[What needs to be done]:
Of all the lines below, return only those starting with the line holding "Query string: row of bare trees" and going on through the line holding "Query string: walking person", exactly as written.

(Saved entries)

▬▬▬

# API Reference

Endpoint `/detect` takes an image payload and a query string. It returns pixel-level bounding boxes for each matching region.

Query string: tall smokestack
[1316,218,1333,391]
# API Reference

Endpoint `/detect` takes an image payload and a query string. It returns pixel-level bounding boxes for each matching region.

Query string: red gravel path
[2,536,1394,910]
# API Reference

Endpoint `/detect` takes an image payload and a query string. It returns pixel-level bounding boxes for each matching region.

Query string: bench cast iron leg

▬▬▬

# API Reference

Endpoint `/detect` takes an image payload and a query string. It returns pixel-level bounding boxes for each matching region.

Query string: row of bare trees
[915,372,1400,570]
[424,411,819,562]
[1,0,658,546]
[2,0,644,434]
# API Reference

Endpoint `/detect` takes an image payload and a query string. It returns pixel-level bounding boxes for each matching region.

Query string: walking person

▬▬▬

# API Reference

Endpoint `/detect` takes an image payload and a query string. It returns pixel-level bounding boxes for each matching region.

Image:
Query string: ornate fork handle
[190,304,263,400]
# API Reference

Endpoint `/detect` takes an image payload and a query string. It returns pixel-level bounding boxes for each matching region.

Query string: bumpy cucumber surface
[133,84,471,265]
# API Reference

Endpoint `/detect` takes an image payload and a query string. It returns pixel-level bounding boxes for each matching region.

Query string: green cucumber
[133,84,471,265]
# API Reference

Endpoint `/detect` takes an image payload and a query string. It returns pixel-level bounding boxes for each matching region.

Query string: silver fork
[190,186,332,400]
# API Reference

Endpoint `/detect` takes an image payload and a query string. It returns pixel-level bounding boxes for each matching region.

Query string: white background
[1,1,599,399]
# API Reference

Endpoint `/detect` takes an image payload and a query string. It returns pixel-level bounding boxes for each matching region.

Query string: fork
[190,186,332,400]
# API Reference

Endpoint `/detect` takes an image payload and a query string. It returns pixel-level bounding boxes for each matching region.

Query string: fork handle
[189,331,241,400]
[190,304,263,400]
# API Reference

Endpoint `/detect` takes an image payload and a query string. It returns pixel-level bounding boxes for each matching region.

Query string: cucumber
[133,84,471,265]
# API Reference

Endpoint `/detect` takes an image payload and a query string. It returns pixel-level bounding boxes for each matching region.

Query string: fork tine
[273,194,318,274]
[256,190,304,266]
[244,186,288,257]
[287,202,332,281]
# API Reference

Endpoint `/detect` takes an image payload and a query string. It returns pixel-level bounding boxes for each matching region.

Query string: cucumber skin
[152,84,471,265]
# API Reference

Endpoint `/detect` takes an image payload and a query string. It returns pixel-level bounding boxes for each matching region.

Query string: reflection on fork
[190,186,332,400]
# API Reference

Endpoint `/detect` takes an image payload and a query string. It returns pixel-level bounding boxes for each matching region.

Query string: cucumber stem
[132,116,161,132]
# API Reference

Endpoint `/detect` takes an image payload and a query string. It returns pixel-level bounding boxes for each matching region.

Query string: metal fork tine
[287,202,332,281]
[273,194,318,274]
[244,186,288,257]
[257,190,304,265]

▬▬▬

[Output for this exercise]:
Query string: row of bare trees
[915,372,1400,570]
[424,411,819,562]
[1,0,658,546]
[2,0,644,434]
# API Reference

Endpoint `/detect` takes an image payload and a query string. It returns pixel-level bounding boxes for each matching region.

Query string: walking person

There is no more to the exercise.